# Document section:

Rev. William Barnett Harris, retired preacher and farmer, and owner of his, present home in Mackinaw Township, since 1865, was born near Drake’s Creek, Warren County, Ky., August 22, 1813, and on the paternal side is of English-Scotch-Irish ancestry. His maternal grandparents were Thomas and Sally (Morris) Highsmith, of Georgia, and his mother was formerly Nancy Highsmith; born in Burke County, Ga., March 23, 1782, and died Nov. 2, 1862. His paternal grandfather, James Harris, emigrated from England to Western Pennsylvania with his parents and after their death, during the year of their arrival, was adopted into the home of a Mr. McClure. His career was dignified by seven years of service in the Continental Army during the Revolution, in which he attained to the rank of Captain, and his death occurred in Green County, Ky., in 1796, at the age of fifty-seven years.

# Tasks to perform:
1 – Repeat the biographical sketch word for word between "Rev. William Barnett" and "of fifty-seven years.", inclusive.
2 – According to the biographical sketch, where was Nancy Highsmith born?
The records after this point aren't needed.

# Information provided:
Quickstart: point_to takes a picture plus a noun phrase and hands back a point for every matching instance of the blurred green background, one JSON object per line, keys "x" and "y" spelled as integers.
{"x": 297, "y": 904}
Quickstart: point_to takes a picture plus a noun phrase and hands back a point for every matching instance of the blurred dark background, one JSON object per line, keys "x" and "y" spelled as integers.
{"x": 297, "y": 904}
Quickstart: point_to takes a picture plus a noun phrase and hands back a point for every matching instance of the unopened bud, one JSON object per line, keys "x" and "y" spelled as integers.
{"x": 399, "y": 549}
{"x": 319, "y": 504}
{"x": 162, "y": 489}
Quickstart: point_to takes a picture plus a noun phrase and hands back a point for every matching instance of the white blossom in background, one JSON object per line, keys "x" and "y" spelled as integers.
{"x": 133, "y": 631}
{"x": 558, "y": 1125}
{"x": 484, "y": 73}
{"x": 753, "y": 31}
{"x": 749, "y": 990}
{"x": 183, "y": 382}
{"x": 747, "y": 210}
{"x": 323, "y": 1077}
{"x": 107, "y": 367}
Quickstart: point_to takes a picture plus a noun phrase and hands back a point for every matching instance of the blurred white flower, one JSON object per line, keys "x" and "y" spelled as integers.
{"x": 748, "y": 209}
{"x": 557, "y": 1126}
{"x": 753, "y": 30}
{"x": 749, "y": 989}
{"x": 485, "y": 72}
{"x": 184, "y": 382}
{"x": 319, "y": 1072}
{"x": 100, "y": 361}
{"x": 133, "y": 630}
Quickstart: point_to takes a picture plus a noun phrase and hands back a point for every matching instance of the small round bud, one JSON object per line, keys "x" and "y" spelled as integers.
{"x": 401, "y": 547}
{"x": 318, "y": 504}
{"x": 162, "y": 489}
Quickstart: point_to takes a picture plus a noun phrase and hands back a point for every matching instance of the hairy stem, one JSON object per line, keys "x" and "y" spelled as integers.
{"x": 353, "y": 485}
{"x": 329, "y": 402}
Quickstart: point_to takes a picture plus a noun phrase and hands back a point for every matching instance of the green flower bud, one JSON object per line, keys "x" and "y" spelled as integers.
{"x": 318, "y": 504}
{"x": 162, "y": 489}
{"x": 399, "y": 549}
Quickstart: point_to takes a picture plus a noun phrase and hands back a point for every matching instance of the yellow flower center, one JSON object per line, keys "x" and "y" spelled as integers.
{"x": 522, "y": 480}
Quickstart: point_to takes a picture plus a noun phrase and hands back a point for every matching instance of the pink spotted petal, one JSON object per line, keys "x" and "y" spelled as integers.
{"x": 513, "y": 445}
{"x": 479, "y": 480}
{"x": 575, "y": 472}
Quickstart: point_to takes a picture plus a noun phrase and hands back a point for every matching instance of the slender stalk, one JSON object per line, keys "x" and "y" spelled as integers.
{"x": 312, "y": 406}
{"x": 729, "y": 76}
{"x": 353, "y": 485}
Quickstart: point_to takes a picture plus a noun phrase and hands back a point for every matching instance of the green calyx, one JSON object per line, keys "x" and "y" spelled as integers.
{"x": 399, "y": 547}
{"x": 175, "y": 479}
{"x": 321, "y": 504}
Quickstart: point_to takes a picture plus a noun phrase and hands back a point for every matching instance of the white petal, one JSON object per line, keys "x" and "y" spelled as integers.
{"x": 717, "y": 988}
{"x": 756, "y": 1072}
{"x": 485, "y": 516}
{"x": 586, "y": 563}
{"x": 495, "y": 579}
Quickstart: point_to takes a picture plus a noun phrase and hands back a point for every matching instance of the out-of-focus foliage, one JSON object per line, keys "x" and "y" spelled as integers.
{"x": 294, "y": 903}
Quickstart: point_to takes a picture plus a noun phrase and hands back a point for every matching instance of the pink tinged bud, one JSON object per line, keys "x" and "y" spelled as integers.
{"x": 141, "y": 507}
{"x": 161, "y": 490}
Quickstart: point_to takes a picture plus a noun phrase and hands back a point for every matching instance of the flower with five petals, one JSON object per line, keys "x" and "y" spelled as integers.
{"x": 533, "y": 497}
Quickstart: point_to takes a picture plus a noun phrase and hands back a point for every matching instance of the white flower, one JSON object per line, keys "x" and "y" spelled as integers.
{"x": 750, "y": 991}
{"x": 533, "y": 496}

# Task-by-task answers:
1 –
Rev. William Barnett Harris, retired preacher and farmer, and owner of his, present home in Mackinaw Township, since 1865, was born near Drake’s Creek, Warren County, Ky., August 22, 1813, and on the paternal side is of English-Scotch-Irish ancestry. His maternal grandparents were Thomas and Sally (Morris) Highsmith, of Georgia, and his mother was formerly Nancy Highsmith; born in Burke County, Ga., March 23, 1782, and died Nov. 2, 1862. His paternal grandfather, James Harris, emigrated from England to Western Pennsylvania with his parents and after their death, during the year of their arrival, was adopted into the home of a Mr. McClure. His career was dignified by seven years of service in the Continental Army during the Revolution, in which he attained to the rank of Captain, and his death occurred in Green County, Ky., in 1796, at the age of fifty-seven years.

2 – Burke County, Ga.